**What the task requires**
Transcribe the entire listing faithfully; every line must match the original.

**Data for analysis**
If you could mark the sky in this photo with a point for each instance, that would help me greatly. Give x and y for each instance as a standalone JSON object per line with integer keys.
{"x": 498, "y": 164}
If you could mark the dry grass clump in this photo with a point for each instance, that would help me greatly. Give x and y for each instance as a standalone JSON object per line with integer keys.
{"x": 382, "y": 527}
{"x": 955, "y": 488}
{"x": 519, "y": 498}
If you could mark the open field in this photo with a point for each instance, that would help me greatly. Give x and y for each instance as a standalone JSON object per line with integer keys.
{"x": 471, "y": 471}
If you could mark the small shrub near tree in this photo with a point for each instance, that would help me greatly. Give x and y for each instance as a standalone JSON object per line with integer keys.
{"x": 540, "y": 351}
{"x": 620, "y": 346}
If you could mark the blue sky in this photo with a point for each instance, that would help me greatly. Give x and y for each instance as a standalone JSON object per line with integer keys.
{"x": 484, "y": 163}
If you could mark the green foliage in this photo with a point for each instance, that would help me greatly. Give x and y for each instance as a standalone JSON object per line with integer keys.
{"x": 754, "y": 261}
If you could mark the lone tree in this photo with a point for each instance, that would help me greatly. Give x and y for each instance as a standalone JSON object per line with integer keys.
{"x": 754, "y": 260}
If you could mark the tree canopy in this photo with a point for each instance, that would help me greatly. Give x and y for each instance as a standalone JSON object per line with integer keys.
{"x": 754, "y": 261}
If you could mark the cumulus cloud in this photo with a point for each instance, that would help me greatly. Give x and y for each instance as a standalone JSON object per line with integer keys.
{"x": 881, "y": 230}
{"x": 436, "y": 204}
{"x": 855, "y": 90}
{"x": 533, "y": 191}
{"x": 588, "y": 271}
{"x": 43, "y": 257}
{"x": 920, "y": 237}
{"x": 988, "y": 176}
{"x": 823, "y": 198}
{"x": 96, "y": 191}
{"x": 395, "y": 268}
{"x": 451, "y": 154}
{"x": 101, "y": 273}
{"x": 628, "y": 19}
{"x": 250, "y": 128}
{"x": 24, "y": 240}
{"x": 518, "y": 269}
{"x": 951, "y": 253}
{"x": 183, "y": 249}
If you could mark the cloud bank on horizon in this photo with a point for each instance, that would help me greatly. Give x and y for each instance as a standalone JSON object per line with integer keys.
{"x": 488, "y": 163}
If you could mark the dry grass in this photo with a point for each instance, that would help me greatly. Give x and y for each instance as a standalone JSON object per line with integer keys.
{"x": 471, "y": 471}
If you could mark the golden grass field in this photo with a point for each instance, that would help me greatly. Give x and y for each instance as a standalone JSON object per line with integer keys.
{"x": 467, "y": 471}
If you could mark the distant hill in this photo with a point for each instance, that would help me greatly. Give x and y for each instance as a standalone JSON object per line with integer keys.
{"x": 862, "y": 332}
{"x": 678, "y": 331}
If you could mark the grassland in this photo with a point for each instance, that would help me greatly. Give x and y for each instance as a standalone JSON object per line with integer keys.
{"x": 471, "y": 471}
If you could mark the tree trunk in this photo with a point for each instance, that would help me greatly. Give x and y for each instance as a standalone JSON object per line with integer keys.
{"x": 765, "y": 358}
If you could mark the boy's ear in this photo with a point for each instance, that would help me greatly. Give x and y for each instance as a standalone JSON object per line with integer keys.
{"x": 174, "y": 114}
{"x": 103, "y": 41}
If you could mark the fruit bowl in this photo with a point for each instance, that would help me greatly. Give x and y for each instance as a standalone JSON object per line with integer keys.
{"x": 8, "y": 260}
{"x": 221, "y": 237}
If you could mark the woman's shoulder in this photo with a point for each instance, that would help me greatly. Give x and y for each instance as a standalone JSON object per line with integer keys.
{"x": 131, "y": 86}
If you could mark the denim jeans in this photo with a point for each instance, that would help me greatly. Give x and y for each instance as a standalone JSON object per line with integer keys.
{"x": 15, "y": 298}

**Solution to this exercise**
If you could mark the sky in this photo with a point for each instance, that would help me greatly. Give x and y for each instance as a standalone JSON object per line with integer keys.
{"x": 498, "y": 164}
If you could mark the dry grass clump in this photo with a point for each instance, that would help me greatly. Give x and y for each instance as a standalone JSON object per line with integer keys.
{"x": 382, "y": 527}
{"x": 955, "y": 488}
{"x": 519, "y": 498}
If you could mark the open field in this photo with a point for each instance, that would help me greatly. Give x and y for each instance as a standalone JSON object per line with integer keys.
{"x": 471, "y": 471}
If you could mark the small shrub near tree in this photo with a point for each instance, that would help me greatly. Give x and y for each instance as a standalone JSON object per line with integer keys.
{"x": 540, "y": 351}
{"x": 620, "y": 346}
If you could mark the blue sky in this photo with a point for each instance, that would help me greatly. Give x and y for each instance as a standalone JSON object per line with integer keys.
{"x": 484, "y": 163}
If you could mark the green foliage in this photo with a point for each instance, that would help me greatly. Give x and y for each instance as a standalone JSON object per line with integer keys.
{"x": 754, "y": 261}
If you could mark the lone tree in this photo with a point for each instance, that would help me greatly. Give x and y for each instance as a standalone JSON object per line with integer keys.
{"x": 754, "y": 260}
If you could mark the tree canopy in this photo with a point for each instance, that would help me greatly. Give x and y for each instance as a standalone JSON object per line with integer keys.
{"x": 754, "y": 261}
If you could mark the cumulus cloud in this photo with a point for each instance, that would help me greatly. Give x and y for each instance as a standalone JSON object per line with integer keys.
{"x": 881, "y": 230}
{"x": 436, "y": 204}
{"x": 855, "y": 90}
{"x": 533, "y": 191}
{"x": 588, "y": 271}
{"x": 43, "y": 257}
{"x": 920, "y": 237}
{"x": 988, "y": 176}
{"x": 823, "y": 198}
{"x": 96, "y": 191}
{"x": 395, "y": 268}
{"x": 451, "y": 154}
{"x": 101, "y": 273}
{"x": 628, "y": 19}
{"x": 250, "y": 128}
{"x": 24, "y": 240}
{"x": 518, "y": 269}
{"x": 951, "y": 253}
{"x": 183, "y": 249}
If you could mark the cloud bank on horizon in this photo with a point for each instance, that would help me greatly. Give x and y for each instance as a standalone JSON object per line with integer keys.
{"x": 488, "y": 163}
If you could mark the dry grass in this photo with a point for each instance, that would help me greatly. Give x and y for each instance as a standalone JSON object per line with integer keys.
{"x": 471, "y": 471}
If you could mark the golden grass field in this photo with a point for each instance, that would help me greatly. Give x and y for each instance as a standalone JSON object per line with integer keys.
{"x": 467, "y": 471}
If you could mark the distant hill in this photo with a point for each instance, that would help me greatly. Give x and y for each instance as a standalone JSON object per line with integer keys.
{"x": 862, "y": 332}
{"x": 678, "y": 331}
If you could mark the grassland in this photo with a point for each instance, that would help me greatly. Give x and y for each instance as a standalone JSON object per line with integer keys.
{"x": 471, "y": 471}
If you could mark the tree trunk in this photo with a point for each instance, that would help me greatly. Give x and y for each instance as a standalone JSON object per line with integer keys.
{"x": 765, "y": 358}
If you could mark the boy's ear in this photo with a point for each instance, that would help me greatly. Give x and y for each instance as a standalone JSON object per line with integer keys.
{"x": 174, "y": 114}
{"x": 103, "y": 41}
If you could mark the fruit bowl in this photo with a point for each instance, that would help me greatly. Give x and y for each instance as a standalone JSON object per line with integer keys.
{"x": 8, "y": 260}
{"x": 221, "y": 237}
If you could mark the woman's shoulder in this photo with a point for each instance, that would help me greatly. Give x and y for each instance as a standalone JSON object per line with integer keys.
{"x": 131, "y": 86}
If you could mark the denim jeans in this photo with a point for each instance, that would help me greatly. Give x and y for each instance as a standalone JSON object per line with integer keys.
{"x": 15, "y": 298}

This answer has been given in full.